◆ SUPPLIED MATERIAL:
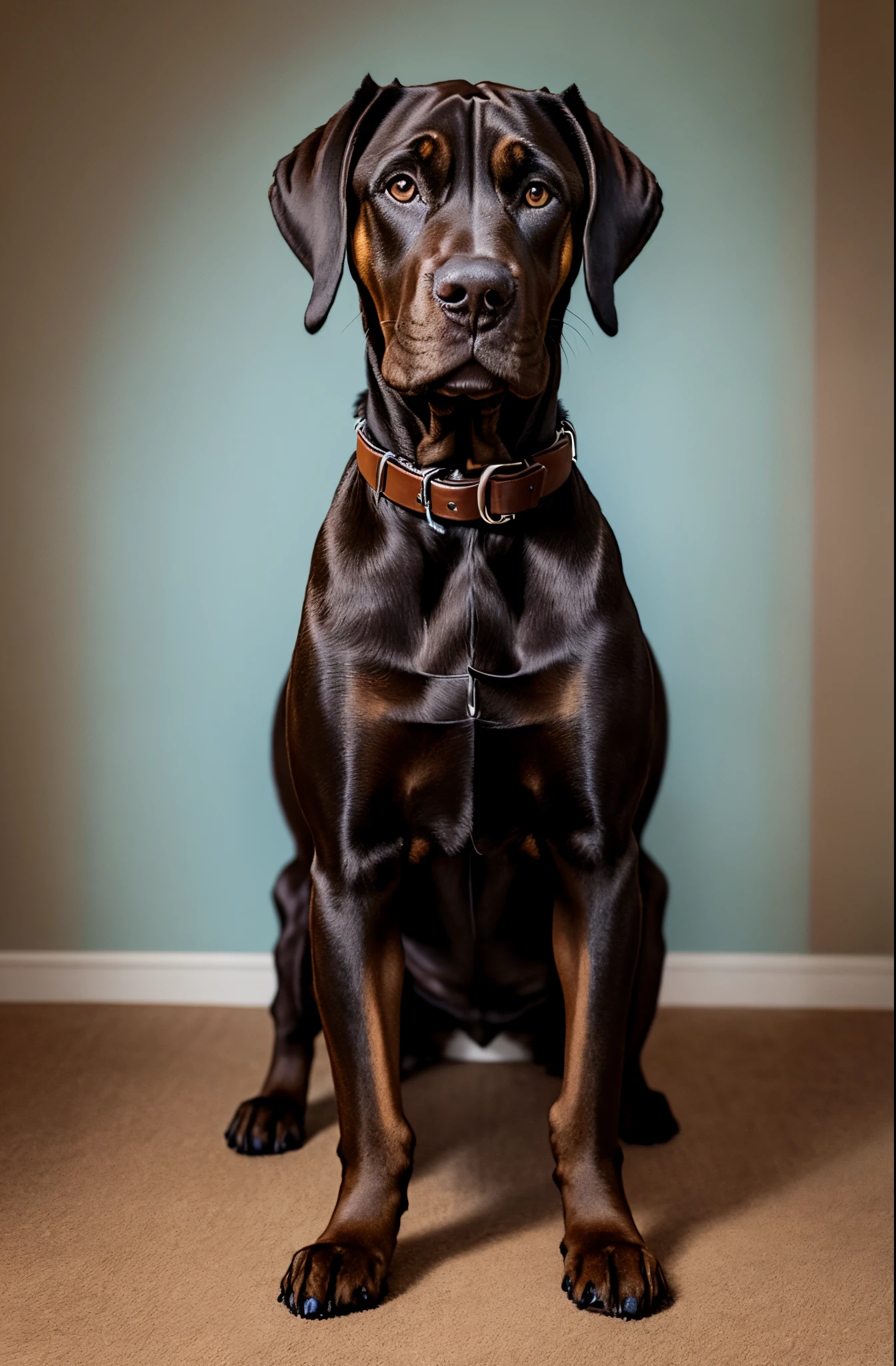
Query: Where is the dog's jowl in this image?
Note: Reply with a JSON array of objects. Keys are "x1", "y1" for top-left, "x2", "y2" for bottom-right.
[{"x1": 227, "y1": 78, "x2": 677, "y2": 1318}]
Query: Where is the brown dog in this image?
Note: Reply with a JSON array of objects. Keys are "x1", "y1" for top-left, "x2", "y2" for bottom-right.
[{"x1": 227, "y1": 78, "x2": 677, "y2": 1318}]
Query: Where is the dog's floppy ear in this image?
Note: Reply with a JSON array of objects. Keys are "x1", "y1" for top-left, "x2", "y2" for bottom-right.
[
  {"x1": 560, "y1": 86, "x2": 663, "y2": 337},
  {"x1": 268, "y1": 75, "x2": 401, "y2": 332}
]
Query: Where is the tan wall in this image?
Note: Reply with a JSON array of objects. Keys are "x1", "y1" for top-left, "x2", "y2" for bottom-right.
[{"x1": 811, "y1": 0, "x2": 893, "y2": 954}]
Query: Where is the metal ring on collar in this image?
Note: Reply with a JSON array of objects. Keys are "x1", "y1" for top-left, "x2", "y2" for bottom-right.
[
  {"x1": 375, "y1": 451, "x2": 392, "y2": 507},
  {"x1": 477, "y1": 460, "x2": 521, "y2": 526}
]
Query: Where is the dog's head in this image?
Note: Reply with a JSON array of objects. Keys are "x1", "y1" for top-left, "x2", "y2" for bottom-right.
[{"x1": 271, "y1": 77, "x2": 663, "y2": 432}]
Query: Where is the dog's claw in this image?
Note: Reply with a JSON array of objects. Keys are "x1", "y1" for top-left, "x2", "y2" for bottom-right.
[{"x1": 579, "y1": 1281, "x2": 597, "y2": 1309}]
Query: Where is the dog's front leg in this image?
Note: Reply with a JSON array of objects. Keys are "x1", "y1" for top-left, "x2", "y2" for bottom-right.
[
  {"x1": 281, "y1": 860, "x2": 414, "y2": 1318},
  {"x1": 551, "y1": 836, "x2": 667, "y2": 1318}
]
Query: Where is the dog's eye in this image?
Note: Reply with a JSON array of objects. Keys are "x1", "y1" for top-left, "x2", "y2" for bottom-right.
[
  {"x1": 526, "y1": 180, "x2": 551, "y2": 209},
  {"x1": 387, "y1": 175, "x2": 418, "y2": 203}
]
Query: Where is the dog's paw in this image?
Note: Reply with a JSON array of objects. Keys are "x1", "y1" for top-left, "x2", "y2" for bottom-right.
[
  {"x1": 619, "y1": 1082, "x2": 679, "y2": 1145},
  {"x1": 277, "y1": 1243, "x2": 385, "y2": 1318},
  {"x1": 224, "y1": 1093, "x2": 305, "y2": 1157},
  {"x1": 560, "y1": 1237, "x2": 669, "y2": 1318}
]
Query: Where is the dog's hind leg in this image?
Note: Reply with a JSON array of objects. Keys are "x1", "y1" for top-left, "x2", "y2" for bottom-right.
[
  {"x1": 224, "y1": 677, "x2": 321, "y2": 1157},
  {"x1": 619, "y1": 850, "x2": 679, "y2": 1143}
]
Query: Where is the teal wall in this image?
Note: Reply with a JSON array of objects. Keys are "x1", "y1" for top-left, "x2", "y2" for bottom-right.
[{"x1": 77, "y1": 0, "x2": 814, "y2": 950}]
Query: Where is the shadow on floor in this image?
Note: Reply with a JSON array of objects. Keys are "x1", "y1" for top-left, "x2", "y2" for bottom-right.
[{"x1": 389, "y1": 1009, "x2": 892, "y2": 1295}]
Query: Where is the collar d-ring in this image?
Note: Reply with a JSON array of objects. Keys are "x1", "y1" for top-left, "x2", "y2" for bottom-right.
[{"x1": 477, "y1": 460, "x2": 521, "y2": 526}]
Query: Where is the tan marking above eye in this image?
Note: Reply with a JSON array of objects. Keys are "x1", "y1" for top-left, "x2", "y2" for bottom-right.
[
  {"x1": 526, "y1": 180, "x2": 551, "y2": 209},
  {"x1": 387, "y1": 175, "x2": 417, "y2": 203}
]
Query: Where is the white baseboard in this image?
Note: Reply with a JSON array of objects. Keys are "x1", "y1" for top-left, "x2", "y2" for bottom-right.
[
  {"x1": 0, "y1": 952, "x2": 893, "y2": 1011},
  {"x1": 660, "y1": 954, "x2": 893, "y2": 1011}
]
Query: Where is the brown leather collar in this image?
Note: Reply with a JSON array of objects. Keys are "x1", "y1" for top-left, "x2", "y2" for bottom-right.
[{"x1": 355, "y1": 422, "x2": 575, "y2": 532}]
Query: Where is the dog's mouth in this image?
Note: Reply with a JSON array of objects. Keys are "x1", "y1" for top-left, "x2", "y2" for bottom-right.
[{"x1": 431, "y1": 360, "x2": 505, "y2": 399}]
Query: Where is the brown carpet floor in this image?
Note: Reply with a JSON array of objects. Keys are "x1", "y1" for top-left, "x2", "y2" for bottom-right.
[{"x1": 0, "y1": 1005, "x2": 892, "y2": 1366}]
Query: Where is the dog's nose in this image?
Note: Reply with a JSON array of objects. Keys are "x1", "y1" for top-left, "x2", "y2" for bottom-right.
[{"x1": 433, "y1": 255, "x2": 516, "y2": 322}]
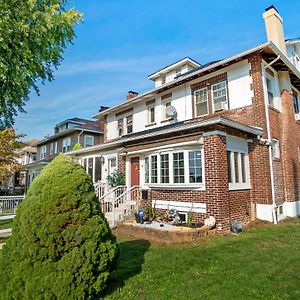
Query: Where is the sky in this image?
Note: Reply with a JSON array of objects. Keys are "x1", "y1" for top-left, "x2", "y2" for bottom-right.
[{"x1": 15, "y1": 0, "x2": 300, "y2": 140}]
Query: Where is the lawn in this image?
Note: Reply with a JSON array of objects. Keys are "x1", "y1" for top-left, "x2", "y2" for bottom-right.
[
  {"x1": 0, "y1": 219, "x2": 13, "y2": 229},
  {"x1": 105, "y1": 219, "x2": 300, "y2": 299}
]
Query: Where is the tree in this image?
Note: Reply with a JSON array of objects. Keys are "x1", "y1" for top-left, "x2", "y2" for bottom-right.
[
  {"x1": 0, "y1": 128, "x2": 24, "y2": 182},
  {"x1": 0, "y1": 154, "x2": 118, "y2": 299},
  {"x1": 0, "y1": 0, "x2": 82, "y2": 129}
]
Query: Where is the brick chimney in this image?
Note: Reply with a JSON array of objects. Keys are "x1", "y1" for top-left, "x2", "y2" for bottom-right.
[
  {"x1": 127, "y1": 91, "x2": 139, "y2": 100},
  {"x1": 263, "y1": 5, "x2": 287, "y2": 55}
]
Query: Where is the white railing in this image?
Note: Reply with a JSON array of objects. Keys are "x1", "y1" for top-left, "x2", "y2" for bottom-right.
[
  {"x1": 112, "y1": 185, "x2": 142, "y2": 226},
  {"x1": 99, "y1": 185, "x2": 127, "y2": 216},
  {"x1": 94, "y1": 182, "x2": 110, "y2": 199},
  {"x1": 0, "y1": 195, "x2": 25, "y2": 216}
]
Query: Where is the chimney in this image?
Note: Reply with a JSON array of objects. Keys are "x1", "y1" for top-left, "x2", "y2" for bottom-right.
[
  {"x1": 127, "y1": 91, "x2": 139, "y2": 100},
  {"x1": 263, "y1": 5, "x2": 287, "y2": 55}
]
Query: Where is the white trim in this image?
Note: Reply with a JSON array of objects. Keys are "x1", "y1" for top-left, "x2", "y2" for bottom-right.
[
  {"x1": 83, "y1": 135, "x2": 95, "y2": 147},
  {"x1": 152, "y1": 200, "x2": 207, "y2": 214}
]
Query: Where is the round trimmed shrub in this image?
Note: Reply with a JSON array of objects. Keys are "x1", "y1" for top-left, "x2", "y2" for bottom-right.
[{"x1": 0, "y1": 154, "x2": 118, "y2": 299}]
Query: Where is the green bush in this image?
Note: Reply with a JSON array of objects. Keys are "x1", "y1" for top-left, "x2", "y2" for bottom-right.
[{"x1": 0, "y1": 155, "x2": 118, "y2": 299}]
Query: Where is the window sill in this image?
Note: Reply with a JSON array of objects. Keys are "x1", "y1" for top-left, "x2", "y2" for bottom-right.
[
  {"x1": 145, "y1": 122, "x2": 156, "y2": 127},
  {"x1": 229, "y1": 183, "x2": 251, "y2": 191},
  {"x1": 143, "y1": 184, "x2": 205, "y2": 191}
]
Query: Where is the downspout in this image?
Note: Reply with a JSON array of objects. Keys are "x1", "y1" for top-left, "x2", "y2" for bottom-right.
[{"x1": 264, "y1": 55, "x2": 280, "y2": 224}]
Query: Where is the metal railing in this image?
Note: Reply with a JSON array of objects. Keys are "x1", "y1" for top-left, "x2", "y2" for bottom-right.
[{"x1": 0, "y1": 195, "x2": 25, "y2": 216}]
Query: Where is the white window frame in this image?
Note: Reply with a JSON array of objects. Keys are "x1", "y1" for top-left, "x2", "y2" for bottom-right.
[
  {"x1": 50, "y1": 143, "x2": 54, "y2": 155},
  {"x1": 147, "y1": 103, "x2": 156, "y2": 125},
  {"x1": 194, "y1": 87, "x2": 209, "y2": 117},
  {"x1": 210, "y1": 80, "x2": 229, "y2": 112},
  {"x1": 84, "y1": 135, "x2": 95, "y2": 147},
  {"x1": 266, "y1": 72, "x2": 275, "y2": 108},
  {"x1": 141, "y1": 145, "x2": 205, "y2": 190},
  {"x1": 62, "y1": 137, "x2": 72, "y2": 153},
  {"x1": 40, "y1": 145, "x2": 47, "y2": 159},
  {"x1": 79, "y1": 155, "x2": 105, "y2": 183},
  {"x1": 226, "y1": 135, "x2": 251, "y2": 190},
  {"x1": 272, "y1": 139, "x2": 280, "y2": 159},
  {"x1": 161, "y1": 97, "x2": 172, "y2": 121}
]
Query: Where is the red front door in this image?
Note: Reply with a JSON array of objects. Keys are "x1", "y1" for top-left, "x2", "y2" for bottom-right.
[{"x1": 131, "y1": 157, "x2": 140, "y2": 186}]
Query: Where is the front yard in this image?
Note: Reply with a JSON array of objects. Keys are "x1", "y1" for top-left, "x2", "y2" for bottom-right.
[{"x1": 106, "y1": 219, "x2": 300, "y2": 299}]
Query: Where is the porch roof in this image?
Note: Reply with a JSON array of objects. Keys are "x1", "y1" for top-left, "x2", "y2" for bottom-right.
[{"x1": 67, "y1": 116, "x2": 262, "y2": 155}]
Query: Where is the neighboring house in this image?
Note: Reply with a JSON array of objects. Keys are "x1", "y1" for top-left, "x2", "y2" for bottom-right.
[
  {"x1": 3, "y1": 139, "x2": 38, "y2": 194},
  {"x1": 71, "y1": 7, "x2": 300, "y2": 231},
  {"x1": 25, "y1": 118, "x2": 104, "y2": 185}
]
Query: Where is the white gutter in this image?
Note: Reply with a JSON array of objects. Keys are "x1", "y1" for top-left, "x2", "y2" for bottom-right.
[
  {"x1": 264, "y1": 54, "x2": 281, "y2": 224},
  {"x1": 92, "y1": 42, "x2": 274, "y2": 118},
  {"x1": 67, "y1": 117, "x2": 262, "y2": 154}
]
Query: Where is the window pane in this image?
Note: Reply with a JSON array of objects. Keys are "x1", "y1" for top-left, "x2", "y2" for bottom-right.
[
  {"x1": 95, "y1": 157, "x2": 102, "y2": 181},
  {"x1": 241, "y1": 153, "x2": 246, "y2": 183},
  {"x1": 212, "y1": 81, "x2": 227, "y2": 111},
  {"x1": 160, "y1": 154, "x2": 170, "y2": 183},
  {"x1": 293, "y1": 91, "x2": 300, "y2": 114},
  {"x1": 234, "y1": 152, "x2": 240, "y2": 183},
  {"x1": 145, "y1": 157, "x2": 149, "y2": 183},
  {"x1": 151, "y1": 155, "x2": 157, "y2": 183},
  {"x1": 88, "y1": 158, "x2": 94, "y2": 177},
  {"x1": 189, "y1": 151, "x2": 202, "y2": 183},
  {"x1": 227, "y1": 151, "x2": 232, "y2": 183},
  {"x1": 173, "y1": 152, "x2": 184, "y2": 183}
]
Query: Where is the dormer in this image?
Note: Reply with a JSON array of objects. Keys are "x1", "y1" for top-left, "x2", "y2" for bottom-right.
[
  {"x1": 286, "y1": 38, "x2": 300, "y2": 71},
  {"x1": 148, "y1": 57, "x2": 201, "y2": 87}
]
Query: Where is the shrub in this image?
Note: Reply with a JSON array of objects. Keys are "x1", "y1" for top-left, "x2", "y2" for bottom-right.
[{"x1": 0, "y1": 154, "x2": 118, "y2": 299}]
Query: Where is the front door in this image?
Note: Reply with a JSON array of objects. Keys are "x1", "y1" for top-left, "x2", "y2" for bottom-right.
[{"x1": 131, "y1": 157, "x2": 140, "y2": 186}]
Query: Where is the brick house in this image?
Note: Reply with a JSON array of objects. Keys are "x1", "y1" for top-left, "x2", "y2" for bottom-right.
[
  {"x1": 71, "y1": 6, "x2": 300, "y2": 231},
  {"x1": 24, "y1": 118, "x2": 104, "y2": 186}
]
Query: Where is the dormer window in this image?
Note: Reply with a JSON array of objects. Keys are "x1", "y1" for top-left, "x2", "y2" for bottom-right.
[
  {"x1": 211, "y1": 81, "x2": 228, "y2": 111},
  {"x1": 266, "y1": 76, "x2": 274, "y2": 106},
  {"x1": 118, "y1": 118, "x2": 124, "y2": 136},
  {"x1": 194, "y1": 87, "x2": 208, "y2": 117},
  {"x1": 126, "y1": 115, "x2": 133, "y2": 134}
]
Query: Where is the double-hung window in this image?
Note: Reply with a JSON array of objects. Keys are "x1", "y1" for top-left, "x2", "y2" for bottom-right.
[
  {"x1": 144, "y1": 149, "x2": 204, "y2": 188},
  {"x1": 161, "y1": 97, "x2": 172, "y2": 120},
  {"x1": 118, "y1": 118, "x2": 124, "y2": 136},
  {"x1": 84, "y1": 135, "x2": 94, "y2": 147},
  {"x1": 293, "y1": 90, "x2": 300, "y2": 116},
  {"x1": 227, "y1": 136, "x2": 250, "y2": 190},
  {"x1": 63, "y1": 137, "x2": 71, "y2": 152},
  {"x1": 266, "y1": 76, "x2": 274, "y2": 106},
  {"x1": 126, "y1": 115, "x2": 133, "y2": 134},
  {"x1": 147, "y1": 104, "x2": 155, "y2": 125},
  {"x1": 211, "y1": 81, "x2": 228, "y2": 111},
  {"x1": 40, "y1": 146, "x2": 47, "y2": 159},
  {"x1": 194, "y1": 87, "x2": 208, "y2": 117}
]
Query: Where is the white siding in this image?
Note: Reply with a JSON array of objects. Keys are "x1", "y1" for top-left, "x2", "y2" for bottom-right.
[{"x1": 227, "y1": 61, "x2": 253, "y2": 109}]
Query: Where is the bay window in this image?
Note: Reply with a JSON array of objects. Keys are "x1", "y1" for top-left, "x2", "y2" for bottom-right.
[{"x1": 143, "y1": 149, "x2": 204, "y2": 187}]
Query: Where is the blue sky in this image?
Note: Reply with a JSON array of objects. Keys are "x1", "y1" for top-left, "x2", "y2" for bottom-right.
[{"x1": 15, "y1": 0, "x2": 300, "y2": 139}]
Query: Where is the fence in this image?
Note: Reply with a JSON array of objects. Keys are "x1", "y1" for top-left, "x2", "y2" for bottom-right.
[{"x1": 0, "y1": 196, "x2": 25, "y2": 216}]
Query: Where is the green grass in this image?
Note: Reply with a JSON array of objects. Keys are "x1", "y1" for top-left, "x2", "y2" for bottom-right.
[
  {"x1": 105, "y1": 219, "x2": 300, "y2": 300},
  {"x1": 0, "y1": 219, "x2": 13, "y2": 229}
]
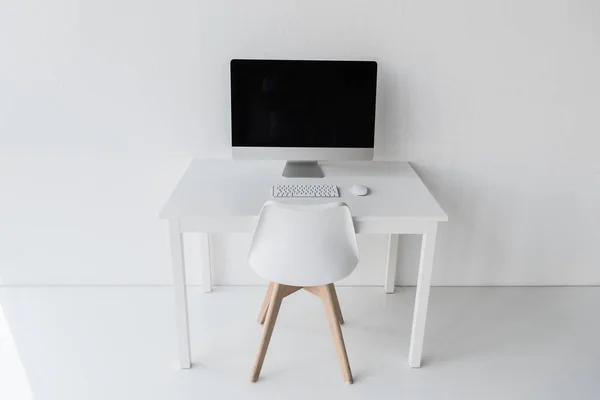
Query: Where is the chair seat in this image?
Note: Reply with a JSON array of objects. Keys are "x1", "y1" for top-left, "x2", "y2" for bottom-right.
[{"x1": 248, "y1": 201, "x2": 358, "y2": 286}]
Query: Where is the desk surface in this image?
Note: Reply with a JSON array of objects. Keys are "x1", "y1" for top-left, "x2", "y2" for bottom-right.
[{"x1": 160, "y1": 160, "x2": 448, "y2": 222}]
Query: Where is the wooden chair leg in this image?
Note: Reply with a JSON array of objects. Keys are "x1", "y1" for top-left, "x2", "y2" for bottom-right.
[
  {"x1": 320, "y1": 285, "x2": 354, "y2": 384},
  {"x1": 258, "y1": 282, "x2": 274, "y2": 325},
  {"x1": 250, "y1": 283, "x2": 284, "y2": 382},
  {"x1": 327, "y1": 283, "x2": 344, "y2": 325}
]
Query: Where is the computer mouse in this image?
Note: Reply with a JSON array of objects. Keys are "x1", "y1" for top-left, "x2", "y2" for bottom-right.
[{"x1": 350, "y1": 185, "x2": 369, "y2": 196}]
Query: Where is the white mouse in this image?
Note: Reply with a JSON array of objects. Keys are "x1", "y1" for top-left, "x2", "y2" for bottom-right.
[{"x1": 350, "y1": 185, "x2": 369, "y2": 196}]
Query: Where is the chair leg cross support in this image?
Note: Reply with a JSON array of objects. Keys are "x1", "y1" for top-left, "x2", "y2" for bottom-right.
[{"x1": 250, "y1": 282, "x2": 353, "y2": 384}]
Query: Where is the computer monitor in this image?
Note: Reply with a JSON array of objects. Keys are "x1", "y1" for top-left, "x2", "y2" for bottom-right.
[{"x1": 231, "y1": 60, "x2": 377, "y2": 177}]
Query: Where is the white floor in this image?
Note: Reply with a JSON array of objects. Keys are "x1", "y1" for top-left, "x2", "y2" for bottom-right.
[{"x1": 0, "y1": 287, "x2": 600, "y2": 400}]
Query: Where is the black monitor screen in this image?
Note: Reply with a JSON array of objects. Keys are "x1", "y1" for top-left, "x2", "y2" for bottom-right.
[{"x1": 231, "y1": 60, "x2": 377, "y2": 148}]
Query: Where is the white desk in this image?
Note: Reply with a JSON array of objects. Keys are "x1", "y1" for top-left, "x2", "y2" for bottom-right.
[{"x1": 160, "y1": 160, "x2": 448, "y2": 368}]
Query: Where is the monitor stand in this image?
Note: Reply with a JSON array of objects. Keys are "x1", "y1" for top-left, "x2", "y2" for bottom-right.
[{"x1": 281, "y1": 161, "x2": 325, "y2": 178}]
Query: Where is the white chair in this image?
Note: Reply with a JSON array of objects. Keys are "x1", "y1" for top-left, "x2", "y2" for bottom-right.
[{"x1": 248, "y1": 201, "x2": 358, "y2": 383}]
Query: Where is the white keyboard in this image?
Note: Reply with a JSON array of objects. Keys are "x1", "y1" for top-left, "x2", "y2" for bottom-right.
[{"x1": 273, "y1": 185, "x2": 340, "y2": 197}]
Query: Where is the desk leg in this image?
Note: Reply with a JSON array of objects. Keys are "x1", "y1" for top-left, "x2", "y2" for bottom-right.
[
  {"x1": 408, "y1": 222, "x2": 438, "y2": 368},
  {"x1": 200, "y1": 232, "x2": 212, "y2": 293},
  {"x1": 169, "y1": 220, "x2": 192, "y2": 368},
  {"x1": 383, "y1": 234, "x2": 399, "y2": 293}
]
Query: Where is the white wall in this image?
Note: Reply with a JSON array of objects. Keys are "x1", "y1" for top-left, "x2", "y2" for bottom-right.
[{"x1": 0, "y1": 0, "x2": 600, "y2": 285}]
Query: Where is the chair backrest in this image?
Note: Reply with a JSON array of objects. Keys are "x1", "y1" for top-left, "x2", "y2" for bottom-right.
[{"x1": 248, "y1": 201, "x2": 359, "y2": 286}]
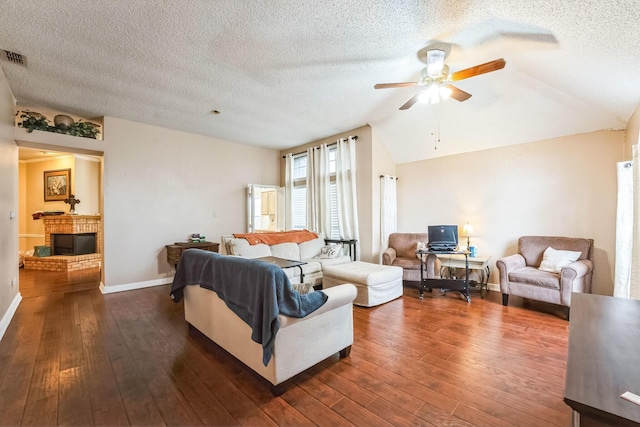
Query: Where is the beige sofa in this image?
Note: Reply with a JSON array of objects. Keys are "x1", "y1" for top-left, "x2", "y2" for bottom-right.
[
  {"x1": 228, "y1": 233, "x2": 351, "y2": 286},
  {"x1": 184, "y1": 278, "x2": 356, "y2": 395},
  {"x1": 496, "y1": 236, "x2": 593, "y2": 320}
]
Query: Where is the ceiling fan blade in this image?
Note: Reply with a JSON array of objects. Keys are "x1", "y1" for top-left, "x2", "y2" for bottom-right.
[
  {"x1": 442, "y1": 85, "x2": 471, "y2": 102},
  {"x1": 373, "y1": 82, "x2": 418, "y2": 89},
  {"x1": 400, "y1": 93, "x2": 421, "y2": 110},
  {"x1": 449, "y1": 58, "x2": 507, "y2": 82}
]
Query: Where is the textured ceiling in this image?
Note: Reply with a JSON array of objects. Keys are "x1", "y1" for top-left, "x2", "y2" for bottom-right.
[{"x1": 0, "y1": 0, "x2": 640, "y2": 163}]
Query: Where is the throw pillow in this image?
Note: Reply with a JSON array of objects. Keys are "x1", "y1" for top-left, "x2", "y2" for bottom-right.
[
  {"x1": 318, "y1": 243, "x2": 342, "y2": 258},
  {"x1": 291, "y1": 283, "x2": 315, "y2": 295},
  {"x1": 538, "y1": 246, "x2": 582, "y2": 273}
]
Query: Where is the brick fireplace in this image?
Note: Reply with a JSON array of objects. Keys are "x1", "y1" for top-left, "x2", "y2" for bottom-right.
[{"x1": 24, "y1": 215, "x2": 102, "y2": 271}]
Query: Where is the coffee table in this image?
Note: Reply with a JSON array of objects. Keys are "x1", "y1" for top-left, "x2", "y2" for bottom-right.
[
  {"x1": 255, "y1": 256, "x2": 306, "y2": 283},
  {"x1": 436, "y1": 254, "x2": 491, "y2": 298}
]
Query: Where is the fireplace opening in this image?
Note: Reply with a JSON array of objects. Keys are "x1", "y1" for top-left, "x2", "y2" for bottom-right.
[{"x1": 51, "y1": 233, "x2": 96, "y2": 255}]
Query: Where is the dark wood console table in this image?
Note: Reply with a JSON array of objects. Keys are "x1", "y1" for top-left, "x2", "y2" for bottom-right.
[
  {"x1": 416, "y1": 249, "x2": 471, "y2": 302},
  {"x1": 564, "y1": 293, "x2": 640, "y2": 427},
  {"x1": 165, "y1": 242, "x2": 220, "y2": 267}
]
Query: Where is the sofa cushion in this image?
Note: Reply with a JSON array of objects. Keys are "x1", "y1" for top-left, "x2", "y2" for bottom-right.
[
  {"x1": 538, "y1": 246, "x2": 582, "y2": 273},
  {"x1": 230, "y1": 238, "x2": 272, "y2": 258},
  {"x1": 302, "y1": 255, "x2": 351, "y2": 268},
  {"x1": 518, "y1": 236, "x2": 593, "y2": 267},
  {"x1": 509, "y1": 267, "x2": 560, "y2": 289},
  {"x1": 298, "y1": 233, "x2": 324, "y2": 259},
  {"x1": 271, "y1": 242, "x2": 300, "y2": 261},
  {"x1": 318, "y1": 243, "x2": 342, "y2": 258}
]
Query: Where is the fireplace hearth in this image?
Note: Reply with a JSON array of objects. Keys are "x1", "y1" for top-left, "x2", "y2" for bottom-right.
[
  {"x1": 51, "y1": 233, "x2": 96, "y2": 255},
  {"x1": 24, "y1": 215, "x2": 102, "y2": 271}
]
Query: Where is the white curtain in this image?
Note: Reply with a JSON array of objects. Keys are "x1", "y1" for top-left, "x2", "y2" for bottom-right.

◆ TASK STATEMENT: Return exactly the lines of the data, and only those, from the line with "Query: Where is the fireplace hearth" through the last line, inclusive.

◆ RESULT:
Query: Where is the fireplace hearth in this image?
Note: Reply with a JSON array of objects. Keys are "x1", "y1" for top-left, "x2", "y2" for bottom-right.
[
  {"x1": 51, "y1": 233, "x2": 96, "y2": 255},
  {"x1": 24, "y1": 215, "x2": 102, "y2": 271}
]
Query: Where is the white curtain in this image?
Note: Reply with a JSON array of objects. Keys are "x1", "y1" for top-left, "x2", "y2" for bottom-right.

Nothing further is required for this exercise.